*** Opening of Dataset ***

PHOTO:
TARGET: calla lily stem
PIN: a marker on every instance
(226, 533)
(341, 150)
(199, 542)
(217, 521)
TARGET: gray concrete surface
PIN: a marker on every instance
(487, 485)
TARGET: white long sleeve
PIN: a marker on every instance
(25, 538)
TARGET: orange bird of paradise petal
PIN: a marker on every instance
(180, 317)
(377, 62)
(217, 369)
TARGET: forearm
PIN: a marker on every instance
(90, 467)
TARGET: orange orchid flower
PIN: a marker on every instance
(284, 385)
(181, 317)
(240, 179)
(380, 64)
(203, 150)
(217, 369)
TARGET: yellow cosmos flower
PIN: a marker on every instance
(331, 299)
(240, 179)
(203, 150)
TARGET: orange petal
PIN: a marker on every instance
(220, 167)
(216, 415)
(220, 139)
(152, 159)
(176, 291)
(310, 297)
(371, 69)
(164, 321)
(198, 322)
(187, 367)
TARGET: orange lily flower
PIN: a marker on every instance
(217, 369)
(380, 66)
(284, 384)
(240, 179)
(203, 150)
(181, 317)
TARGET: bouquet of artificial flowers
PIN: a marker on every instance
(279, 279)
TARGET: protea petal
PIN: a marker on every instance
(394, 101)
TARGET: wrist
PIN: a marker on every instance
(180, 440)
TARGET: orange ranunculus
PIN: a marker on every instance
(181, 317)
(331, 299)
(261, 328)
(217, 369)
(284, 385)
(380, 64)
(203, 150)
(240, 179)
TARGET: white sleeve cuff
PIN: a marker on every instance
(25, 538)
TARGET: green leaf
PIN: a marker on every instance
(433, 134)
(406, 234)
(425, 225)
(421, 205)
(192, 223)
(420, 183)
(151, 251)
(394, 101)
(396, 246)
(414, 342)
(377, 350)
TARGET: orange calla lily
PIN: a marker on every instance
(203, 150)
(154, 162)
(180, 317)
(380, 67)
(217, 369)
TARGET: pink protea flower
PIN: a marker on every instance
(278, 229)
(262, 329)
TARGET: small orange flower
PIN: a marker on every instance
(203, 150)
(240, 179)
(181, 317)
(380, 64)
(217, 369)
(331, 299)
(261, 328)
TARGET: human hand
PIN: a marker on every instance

*** Close of Dataset ***

Your task is to find every line above containing the word "sleeve" and copy it.

Output of the exercise
TARGET: white long sleeve
TARGET: white sleeve cuff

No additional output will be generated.